▸ **Data extracts**:
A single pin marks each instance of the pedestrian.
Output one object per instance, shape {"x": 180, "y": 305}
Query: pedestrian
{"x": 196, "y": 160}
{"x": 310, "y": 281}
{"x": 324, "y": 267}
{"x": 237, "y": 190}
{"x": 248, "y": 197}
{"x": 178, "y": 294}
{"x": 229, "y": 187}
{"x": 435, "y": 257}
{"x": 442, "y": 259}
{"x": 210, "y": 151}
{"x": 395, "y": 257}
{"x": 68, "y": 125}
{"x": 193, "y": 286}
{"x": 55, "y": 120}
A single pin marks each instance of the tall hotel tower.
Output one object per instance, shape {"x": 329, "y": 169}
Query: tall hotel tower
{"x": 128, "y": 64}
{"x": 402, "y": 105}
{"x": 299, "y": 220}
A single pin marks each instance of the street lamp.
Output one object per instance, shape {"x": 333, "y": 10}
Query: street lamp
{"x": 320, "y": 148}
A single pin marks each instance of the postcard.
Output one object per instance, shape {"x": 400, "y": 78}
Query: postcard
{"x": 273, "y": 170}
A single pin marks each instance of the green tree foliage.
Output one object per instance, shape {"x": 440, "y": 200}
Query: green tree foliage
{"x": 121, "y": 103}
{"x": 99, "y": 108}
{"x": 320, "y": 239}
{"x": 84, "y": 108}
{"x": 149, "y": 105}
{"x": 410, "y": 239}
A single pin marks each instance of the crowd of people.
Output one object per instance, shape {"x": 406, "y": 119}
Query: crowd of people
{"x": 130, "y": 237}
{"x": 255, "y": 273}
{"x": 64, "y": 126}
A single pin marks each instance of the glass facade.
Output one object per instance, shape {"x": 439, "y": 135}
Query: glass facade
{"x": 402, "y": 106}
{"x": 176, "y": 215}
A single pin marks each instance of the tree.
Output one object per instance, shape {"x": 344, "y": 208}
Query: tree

▸ **Directions**: Word for word, restate the lines running from the one containing "Query: crowd of people" through the final line of the records above, and nothing besides.

▸ **Solution to this exercise**:
Query: crowd of people
{"x": 130, "y": 237}
{"x": 255, "y": 273}
{"x": 64, "y": 126}
A single pin marks each instance of the glass facade.
Output one object per instance, shape {"x": 439, "y": 135}
Query: glass facade
{"x": 402, "y": 106}
{"x": 176, "y": 215}
A single pin marks each instance of the tree.
Output one object per instance, shape {"x": 344, "y": 208}
Query: tree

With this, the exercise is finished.